» TASK OBJECTIVE
This exercise calls for printing every record exactly once more.

» SUPPLIED DATA
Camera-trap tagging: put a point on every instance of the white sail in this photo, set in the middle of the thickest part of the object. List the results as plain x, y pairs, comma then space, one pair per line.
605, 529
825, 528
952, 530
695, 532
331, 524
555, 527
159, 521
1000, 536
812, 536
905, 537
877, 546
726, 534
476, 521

» SOLUTION TO THE EXERCISE
Camera-trap tagging: put a point on every instance of the white sail in this photo, set in the middle of the thickest part of the object. List the results as plain x, y pairs, comma then space, one pair per line.
605, 529
825, 528
952, 530
695, 532
331, 524
555, 527
159, 521
1000, 536
812, 536
905, 537
877, 546
726, 534
476, 521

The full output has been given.